Passagem do documento:
● ● ● ● ●

Lisboa como antecâmara
Pulverização das candidaturas, uma campanha de insinuações, abstenção elevada e, no fim, dificuldade em criar uma maioria que garanta a governabilidade. Esta é parte da história das eleições intercalares de Lisboa. Uma história que pode antecipar o pior dos cenários para as próximas eleições legislativas, mas que trouxe também elementos de novidade, que podem servir para contrariar tendências mais pessimistas.
A uma escala diferente, os problemas da Câmara de Lisboa têm semelhanças com os do País. Desde logo porque não têm resolução fácil e muito menos imediata. E porque, em ambos os casos, a principal dificuldade é financeira. E sem solidez financeira não há nenhuma outra reforma que avance. Ora, para que haja resultados visíveis nesta frente é preciso tempo. E, na política, tempo é sinónimo de estabilidade. A autarquia de Lisboa tem tido um sério problema de estabilidade política e o Governo do País, sem maiorias absolutas, atravessou dez anos de instabilidade, vivendo agora um período de sinal contrário, mas que pode não ter continuidade.
Podemos ter muitas simpatias por formas mais participativas de decisão ou por privilegiar a representatividade em vez da formação de maiorias, mas não há volta a dar: a desconcentração excessiva do poder e a dispersão de pontos de veto são obstáculos à estabilidade e, por arrasto, à governabilidade. É que em Lisboa, como no Governo do País, a estabilidade não é condição suficiente para, de facto, governar, mas é certamente condição necessária.

● ● ● ● ●

Excerto da fonte:
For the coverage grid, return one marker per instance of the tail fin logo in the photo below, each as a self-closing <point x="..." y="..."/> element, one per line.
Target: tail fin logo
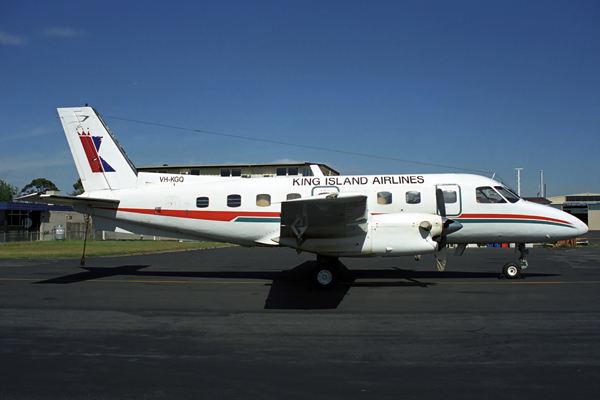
<point x="91" y="146"/>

● ● ● ● ●

Tarefas:
1. Segundo a passagem do documento, durante quantos anos atravessou o Governo do País instabilidade sem maiorias absolutas?
2. Transcreva, por favor, o trecho da passagem do documento que vai de "Podemos ter muitas" a "certamente condição necessária.".

Respostas por tarefa:
1. Dez anos.

2.
Podemos ter muitas simpatias por formas mais participativas de decisão ou por privilegiar a representatividade em vez da formação de maiorias, mas não há volta a dar: a desconcentração excessiva do poder e a dispersão de pontos de veto são obstáculos à estabilidade e, por arrasto, à governabilidade. É que em Lisboa, como no Governo do País, a estabilidade não é condição suficiente para, de facto, governar, mas é certamente condição necessária.